======== DATA FOR THIS EXERCISE ========

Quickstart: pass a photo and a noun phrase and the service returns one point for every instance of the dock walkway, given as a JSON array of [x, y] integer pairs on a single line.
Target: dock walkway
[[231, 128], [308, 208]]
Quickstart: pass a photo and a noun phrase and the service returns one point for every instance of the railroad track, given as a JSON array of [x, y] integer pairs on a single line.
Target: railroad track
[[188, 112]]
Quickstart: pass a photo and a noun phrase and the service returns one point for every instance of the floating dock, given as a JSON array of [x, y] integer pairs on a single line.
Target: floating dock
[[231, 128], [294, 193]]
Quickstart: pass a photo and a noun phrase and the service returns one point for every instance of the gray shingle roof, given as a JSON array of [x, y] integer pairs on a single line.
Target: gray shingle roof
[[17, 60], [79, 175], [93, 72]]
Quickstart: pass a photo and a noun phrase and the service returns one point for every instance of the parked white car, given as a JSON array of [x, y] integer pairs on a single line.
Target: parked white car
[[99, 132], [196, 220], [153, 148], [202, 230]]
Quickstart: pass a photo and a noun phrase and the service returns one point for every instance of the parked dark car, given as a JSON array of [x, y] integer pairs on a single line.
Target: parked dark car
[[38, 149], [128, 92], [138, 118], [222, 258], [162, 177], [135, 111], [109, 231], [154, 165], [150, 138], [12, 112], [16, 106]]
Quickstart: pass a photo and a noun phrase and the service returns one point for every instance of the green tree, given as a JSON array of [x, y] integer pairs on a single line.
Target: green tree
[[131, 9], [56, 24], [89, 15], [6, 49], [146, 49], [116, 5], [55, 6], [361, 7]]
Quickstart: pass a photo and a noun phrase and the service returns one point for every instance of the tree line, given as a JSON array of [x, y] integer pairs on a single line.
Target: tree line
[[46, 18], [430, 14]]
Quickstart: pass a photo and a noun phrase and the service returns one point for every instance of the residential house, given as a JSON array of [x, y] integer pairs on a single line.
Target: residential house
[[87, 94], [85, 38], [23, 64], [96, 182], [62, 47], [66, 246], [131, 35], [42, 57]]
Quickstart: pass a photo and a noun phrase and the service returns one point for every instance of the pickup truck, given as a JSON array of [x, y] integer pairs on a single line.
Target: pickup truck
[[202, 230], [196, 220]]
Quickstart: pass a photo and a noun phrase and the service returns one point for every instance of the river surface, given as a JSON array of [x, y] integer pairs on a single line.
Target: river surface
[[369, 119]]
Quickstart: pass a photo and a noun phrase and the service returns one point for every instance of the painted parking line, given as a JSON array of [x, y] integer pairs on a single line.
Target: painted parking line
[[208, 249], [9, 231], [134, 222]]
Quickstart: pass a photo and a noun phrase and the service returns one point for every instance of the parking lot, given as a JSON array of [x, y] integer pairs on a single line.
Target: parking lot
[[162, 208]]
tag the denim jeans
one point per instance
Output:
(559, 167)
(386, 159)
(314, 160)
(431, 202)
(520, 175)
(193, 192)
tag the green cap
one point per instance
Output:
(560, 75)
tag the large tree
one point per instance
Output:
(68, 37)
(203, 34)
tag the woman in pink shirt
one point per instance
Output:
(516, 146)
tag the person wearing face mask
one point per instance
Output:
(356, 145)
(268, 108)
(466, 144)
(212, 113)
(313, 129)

========

→ THE TASK:
Copy every record once more, exactly as given.

→ RESULT FOR THIS EXERCISE:
Quickstart: pass a photo and a noun phrase and the service returns one point for every instance of the dock walkway, given as a JSON array of [x, y] integer pairs on a single line.
Target: dock walkway
[[231, 128], [308, 208]]
Quickstart: pass a photo and a noun phrase and the service returns one point for every instance of the railroad track, given as a JSON array of [x, y] integer pairs on a single line.
Target: railroad track
[[188, 112]]
Quickstart: pass a photo and a noun phrase and the service returns one point for every instance of the floating dock, given as a JSON array of [x, y] integer pairs on a single line.
Target: floating dock
[[231, 128], [294, 193]]
Quickstart: pass a photo and a noun phrase and the service returns one point for every instance of the gray shingle roof, given as a JSON array of [x, y] integer pairs on a single line.
Target: gray shingle roof
[[17, 60], [79, 175], [93, 72]]
Quickstart: pass a photo and a noun phrase and the service returns one point for every instance of the parked white car, given as a JSON array of [x, y] integer pairs on a single line.
Target: parked white car
[[99, 132], [196, 220], [153, 148], [202, 230]]
Quickstart: pass a photo and a noun phrase and the service returns one point for every instance of the parked dark car, given as a JSON array of [x, y] integer pairs on a single line.
Target: parked dark car
[[38, 149], [128, 92], [138, 118], [222, 258], [162, 177], [135, 111], [109, 231], [154, 165], [150, 138], [12, 112], [16, 106]]
Quickstart: pass a photo and a noun phrase and the service returns one point for every instance of the green tree, given as a JSON array of [x, y] integer pairs on a single line.
Target: green tree
[[131, 9], [56, 24], [89, 15], [6, 49], [146, 49], [116, 5], [55, 6], [361, 7]]
Quickstart: pass a photo and a noun phrase and the service returns one point for every instance of the tree line, given as a JSON array of [x, y] integer pairs on a single line.
Target: tree line
[[46, 18], [430, 14]]
Quickstart: pass a photo and a noun phrase and the service returns one point for every instance of the residential house, given as a JSON array of [x, y] integer pairs on a single line.
Target: residential house
[[87, 94], [85, 38], [23, 64], [96, 182], [62, 47], [66, 246], [131, 35], [42, 57]]
Quickstart: pass a photo and a noun phrase and the service returns one point for every instance of the pickup truck, given as a JSON array of [x, y] integer pairs on a single line.
Target: pickup truck
[[202, 230], [196, 220]]
Quickstart: pass a photo and a noun phrase and the service returns one point for every instance of the river surface, given as a JSON array of [x, y] integer pairs on a single line.
Target: river surface
[[369, 119]]
Quickstart: pass a photo and a noun phrase and the service returns one point for every instance of the painted parking line, given as a JSON array of [x, y] integer pairs on a single line.
Target: painted parking line
[[208, 249], [9, 231], [134, 222]]
Quickstart: pass a photo and a noun phrase and the service returns one point for every instance of the parking lot, given as a JSON array of [x, y] integer pairs on a single line.
Target: parking lot
[[162, 208]]
tag the denim jeans
one point per instance
Output:
(559, 167)
(386, 159)
(314, 160)
(431, 202)
(520, 175)
(193, 192)
tag the green cap
one point per instance
Output:
(560, 75)
tag the large tree
one point per instance
Output:
(68, 37)
(203, 34)
tag the woman in pink shirt
one point per instance
Output:
(516, 146)
tag the person wearing face mask
one point per instance
Output:
(356, 145)
(268, 108)
(466, 144)
(212, 113)
(313, 129)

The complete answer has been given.